Authored by timshen on Aug 29 2016, 4:11 PM.

Download Raw Diff

Details

Reviewers

echristo
kbarton
iteratee
hfinkel

Summary

There is a FIXME in APFloat that is saying ppc_fp128 is supported through IEEE 128 bits semantic, not IBM double-double semantic. Add a flag to turn of the constand folding to leave the computation to runtime.

Diff Detail

Event Timeline

timshen updated this revision to Diff 69633.Aug 29 2016, 4:11 PM

timshen retitled this revision from to [ConstantFold] Add a flag for ppc_fp128 constant folding, since APFloat doesn't support double-double semantic.

timshen updated this object.

timshen added reviewers: hfinkel, kbarton, echristo, iteratee.

timshen added a subscriber: llvm-commits.

Herald added subscribers: nemanjai, mehdi_amini. · View Herald TranscriptAug 29 2016, 4:11 PM

This looks super suspicious. Why can't we fix this for real in APFloat?

I'd be more comfortable with a patch that didn't attempt to fold in the face of PPCDoubleDouble without a flag to control it.

In the past, we've been comfortable leaving this as an open known issue, especially given that the semantics of PPC long double are not IEEE anyway - the real fix involves creating an APFloat-based double-double implementation which can be used to evaluate constants. How important is it that we make this kind of change now?

In D24011#528387, @majnemer wrote:

I'd be more comfortable with a patch that didn't attempt to fold in the face of PPCDoubleDouble without a flag to control it.

We (me and iteratee) don't mind removing the flags. @hfinkel and @kbarton?

In D24011#528401, @hfinkel wrote:

In the past, we've been comfortable leaving this as an open known issue, especially given that the semantics of PPC long double are not IEEE anyway - the real fix involves creating an APFloat-based double-double implementation which can be used to evaluate constants.

The problem this patch fixes is not the IEEE conformance, but the consistency. Currently libstdc++ std::numeric_limits<long double>::epsilon() returns an epsilon value that may be suitable for double-double semantic, but not suitable for the compile-time IEEE 128 semantic.

How important is it that we make this kind of change now?

By "this kind of change" you mean being able to turn off constant folding for ppc_fp128? We observe internal test failures that due to the mix of using std::numeric_limits<long double>::epsilon() and LLVM constant folding, and we'd like to make the tests green, especially when they seem use the standard library correctly. :)

In D24011#528429, @timshen wrote:

In D24011#528387, @majnemer wrote:

I'd be more comfortable with a patch that didn't attempt to fold in the face of PPCDoubleDouble without a flag to control it.

We (me and iteratee) don't mind removing the flags. @hfinkel and @kbarton?

Agreed. We should either do this or not.

In D24011#528401, @hfinkel wrote:

In the past, we've been comfortable leaving this as an open known issue, especially given that the semantics of PPC long double are not IEEE anyway - the real fix involves creating an APFloat-based double-double implementation which can be used to evaluate constants.

The problem this patch fixes is not the IEEE conformance, but the consistency. Currently libstdc++ std::numeric_limits<long double>::epsilon() returns an epsilon value that may be suitable for double-double semantic, but not suitable for the compile-time IEEE 128 semantic.

Yes, I completely understand that.

How important is it that we make this kind of change now?

Collected data entries

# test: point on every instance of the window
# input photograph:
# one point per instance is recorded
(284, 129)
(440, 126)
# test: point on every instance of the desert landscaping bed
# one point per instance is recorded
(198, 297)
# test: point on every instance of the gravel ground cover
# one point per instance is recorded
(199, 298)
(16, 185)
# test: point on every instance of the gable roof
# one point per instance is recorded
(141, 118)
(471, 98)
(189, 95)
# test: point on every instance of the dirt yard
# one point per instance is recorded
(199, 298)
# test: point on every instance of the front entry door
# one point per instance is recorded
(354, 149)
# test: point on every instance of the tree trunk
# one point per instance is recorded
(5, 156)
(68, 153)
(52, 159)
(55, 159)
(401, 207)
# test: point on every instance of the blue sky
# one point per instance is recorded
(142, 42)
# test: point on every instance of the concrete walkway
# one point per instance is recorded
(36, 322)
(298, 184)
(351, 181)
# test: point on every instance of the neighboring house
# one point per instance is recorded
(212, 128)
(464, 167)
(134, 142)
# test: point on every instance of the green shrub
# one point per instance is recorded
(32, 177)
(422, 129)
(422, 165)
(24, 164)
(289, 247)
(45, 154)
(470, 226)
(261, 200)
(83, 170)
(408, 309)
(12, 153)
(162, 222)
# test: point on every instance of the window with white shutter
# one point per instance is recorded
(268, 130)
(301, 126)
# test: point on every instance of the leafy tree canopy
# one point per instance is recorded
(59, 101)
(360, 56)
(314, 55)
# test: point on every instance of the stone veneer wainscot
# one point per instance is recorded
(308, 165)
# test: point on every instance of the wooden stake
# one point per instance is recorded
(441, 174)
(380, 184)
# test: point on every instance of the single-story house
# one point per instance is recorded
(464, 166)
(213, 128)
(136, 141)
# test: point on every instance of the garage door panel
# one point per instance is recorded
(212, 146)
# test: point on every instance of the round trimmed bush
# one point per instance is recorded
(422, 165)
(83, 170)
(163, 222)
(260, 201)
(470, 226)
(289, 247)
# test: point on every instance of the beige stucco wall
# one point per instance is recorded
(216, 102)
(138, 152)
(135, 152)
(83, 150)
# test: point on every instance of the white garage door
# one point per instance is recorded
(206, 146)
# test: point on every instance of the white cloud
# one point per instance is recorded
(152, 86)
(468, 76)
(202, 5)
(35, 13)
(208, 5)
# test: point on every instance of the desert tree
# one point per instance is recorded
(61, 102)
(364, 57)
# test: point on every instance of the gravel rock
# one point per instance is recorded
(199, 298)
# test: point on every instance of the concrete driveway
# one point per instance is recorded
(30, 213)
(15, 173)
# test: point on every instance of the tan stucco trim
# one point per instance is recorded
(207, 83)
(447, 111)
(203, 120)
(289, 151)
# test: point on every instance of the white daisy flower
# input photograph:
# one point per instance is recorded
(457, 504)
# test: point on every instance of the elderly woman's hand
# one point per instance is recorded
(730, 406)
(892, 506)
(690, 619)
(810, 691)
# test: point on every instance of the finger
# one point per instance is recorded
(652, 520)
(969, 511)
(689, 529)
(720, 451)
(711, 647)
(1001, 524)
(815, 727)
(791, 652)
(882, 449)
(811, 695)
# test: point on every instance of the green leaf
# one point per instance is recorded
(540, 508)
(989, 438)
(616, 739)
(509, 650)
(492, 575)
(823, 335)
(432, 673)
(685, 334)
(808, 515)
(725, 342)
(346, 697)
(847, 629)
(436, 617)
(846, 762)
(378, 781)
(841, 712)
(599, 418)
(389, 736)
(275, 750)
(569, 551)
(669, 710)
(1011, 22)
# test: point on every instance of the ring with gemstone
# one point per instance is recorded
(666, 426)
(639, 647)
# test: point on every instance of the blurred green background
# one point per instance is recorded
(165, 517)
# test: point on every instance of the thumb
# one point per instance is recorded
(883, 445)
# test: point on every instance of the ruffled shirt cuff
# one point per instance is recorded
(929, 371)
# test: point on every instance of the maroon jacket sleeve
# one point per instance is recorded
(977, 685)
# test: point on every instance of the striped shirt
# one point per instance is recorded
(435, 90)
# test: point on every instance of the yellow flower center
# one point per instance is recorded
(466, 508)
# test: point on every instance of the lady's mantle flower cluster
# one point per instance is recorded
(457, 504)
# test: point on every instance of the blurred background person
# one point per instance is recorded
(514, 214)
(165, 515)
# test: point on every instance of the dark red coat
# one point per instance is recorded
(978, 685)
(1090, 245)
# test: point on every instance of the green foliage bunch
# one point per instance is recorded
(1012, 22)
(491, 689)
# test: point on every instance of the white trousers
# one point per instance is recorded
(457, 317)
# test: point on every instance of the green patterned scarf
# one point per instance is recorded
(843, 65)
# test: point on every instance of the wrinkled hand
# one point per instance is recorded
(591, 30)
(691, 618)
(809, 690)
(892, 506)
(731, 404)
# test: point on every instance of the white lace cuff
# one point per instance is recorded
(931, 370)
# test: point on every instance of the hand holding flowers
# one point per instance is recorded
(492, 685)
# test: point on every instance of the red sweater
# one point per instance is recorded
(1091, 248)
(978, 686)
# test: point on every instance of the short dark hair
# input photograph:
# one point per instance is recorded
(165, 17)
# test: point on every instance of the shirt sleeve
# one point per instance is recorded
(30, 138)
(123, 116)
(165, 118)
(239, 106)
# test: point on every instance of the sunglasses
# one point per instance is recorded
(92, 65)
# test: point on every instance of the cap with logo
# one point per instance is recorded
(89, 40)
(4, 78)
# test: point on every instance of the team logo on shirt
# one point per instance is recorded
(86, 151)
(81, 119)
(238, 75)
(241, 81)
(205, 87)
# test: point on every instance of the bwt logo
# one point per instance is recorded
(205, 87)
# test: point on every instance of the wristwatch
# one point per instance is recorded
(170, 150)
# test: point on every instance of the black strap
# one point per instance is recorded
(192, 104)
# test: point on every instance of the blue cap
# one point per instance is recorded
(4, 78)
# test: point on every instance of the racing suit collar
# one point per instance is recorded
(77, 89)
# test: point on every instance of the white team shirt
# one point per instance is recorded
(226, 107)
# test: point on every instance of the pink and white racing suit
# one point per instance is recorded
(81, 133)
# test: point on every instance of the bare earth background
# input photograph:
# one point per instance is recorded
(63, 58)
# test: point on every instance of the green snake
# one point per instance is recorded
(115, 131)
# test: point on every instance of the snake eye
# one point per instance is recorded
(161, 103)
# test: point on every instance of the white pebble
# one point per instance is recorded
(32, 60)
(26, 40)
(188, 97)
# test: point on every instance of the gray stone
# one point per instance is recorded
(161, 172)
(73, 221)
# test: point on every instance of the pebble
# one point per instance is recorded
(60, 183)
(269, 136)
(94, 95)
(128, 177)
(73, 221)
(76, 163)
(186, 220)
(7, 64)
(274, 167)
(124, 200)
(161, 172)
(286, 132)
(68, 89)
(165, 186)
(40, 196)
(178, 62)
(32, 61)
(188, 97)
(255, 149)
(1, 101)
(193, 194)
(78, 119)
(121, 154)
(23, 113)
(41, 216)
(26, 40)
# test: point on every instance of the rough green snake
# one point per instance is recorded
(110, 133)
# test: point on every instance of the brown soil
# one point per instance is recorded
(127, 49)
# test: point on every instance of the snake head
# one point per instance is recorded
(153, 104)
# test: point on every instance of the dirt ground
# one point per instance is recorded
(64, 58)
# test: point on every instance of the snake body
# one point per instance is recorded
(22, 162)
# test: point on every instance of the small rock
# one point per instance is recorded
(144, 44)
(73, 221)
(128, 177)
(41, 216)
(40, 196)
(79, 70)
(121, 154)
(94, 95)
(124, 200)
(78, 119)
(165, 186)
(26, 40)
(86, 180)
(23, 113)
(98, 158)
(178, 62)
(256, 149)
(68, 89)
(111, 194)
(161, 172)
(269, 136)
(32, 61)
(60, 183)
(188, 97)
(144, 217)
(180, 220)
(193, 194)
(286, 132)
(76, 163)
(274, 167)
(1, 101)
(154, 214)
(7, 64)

Written request 1:
List the reviewers named in the code review thread.
Written request 2:
Filter the entries and keep only the lines containing the string "rock".

Complete answer 1:
echristo, kbarton, iteratee, hfinkel

Complete answer 2:
# test: point on every instance of the gravel rock
# test: point on every instance of the small rock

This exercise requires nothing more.